EXERCISE OBJECTIVE: Copy out the entries below word for word, starting at the first line and continuing through the line containing "326L608 334L609 379L618".

--- Start of INFORMATION SHOWN ---

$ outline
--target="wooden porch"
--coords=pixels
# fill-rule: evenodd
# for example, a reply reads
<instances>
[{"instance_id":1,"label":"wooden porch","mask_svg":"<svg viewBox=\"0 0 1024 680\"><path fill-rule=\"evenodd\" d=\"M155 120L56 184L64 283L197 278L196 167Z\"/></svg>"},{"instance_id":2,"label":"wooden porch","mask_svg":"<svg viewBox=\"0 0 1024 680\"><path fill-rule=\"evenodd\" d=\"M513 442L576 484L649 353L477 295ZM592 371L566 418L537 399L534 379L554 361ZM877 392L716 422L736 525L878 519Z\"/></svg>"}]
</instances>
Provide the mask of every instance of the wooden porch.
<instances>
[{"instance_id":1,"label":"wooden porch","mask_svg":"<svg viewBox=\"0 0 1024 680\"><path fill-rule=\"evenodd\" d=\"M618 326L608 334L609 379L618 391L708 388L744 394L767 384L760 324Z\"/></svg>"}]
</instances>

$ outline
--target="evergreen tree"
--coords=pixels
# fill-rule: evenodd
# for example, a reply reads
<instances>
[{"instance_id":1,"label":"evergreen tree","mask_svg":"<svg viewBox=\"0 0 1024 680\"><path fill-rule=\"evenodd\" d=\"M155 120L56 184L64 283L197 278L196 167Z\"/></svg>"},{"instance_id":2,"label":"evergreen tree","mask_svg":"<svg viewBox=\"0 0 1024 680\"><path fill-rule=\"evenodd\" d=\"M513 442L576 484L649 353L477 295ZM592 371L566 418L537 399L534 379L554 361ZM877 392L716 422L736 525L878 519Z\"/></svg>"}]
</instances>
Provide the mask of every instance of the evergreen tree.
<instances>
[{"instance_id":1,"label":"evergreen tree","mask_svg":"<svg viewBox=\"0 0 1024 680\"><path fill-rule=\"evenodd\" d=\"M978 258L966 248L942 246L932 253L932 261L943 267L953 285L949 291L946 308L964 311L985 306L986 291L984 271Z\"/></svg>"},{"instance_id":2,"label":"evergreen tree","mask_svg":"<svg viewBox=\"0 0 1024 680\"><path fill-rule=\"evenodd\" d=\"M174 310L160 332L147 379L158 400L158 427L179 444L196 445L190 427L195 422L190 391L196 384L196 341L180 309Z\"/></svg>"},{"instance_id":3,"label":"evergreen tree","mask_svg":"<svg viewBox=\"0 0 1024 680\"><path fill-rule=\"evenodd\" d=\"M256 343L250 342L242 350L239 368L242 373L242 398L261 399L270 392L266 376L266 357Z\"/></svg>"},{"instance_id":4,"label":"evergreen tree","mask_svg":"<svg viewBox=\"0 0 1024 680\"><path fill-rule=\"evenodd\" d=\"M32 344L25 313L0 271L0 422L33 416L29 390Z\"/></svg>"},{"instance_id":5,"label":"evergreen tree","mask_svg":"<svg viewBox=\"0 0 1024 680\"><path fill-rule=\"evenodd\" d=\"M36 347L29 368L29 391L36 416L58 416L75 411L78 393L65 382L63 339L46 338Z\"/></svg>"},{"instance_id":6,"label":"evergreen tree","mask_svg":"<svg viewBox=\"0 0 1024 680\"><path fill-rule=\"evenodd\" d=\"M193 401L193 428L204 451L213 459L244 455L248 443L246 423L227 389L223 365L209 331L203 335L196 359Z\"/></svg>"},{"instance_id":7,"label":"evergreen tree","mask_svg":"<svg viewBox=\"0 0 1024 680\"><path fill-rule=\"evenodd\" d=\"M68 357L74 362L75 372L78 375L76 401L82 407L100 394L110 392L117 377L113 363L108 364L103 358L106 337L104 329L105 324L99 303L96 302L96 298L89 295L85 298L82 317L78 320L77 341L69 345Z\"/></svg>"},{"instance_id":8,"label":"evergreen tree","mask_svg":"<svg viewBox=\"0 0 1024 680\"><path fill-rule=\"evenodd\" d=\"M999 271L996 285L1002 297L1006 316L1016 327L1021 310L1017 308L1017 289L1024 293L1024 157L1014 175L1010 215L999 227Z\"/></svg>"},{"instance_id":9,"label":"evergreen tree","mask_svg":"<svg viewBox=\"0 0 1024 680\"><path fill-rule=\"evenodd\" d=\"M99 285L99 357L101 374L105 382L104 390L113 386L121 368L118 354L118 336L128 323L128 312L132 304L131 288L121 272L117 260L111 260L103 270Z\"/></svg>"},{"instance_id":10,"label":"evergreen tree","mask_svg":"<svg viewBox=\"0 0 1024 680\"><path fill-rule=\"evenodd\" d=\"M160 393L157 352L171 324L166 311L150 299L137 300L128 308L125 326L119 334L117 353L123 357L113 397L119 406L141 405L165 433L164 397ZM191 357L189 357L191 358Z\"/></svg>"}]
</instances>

--- End of INFORMATION SHOWN ---

RIGHT ANSWER:
$ outline
--target="wooden porch"
--coords=pixels
# fill-rule: evenodd
# for example, a reply reads
<instances>
[{"instance_id":1,"label":"wooden porch","mask_svg":"<svg viewBox=\"0 0 1024 680\"><path fill-rule=\"evenodd\" d=\"M155 120L56 184L64 283L197 278L196 167Z\"/></svg>"},{"instance_id":2,"label":"wooden porch","mask_svg":"<svg viewBox=\"0 0 1024 680\"><path fill-rule=\"evenodd\" d=\"M513 442L576 484L649 353L477 295ZM592 371L566 418L537 399L534 379L554 361ZM877 392L716 422L736 525L878 519Z\"/></svg>"}]
</instances>
Provide the mask of every instance of the wooden porch.
<instances>
[{"instance_id":1,"label":"wooden porch","mask_svg":"<svg viewBox=\"0 0 1024 680\"><path fill-rule=\"evenodd\" d=\"M618 326L608 334L609 379L618 391L708 388L744 394L767 384L760 324Z\"/></svg>"}]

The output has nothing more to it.